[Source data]
****************************************
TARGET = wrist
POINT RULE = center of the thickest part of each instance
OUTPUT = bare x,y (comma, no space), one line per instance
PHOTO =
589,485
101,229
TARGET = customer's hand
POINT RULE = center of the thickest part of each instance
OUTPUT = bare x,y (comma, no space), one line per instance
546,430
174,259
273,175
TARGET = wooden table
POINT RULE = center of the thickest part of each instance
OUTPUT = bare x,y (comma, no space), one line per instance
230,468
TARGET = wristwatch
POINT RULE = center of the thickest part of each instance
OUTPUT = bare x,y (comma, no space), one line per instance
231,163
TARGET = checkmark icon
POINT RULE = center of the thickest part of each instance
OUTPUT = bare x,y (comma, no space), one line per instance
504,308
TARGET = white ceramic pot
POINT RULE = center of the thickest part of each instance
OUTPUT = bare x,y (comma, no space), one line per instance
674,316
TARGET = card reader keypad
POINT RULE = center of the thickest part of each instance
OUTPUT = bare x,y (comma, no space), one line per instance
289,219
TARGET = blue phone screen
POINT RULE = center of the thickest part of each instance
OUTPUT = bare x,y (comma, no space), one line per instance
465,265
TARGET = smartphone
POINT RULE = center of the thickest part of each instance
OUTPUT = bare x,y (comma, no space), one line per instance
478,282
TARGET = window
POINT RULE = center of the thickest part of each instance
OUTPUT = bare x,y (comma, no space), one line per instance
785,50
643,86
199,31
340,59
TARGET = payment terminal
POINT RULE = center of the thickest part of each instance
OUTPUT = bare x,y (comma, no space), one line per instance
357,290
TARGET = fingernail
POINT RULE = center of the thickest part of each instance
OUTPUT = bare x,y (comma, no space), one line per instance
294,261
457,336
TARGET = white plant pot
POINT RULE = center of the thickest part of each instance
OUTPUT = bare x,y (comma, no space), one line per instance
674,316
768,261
****************************************
- TASK REQUIREMENTS
All of the records should be repeated precisely as written.

- EXERCISE SOLUTION
TARGET = wrist
POINT RULE = center of the thickest part of each instance
OUTPUT = bare x,y (comma, no space), one line per instance
PHOTO =
589,485
101,229
TARGET = customer's hand
POINT RULE = center of the thickest part of each instance
OUTPUT = bare x,y (comma, no space), one line per instance
546,430
174,259
273,175
TARGET = wooden table
POINT RULE = center of the thickest part of each instance
OUTPUT = bare x,y (comma, no space), one line per instance
230,468
TARGET = wristwatch
POINT RULE = center of the thickest part of each instance
OUTPUT = bare x,y (comma, no space), one line per instance
231,163
TARGET = checkmark icon
POINT RULE = center of the thickest part of each instance
OUTPUT = bare x,y (comma, no space), one line per instance
504,308
TARGET = white ceramic pot
POINT RULE = center of the thickest part of each instance
OUTPUT = bare x,y (comma, no space), one line per instance
674,316
TARGET = card reader keypad
POINT RULE = center of the thickest part of each instance
OUTPUT = bare x,y (comma, no space), one line per instance
289,219
TARGET = blue phone screen
POINT RULE = center of the thickest part of each instance
OUTPUT = bare x,y (comma, no space), one line per instance
465,265
TARGET = smartphone
POINT RULE = center of the thickest part of each instance
OUTPUT = bare x,y (comma, no space), one line per instance
478,282
TARGET = window
POINT RULE = center of the thickest part of each instance
OUTPUT = bare x,y (comma, no space), one line per instance
785,50
643,86
199,31
340,59
TARGET = payment terminal
POINT RULE = center of the thickest part of each instance
OUTPUT = bare x,y (comma, no space), one line per instance
357,290
TARGET = fingernail
POINT RULE = center of the thickest part of each instance
OUTPUT = bare x,y (comma, no space), one line per instance
294,261
457,336
TARGET = white plant pot
POINT RULE = center of the thickest part of each instance
OUTPUT = bare x,y (comma, no space), one line per instance
674,316
768,261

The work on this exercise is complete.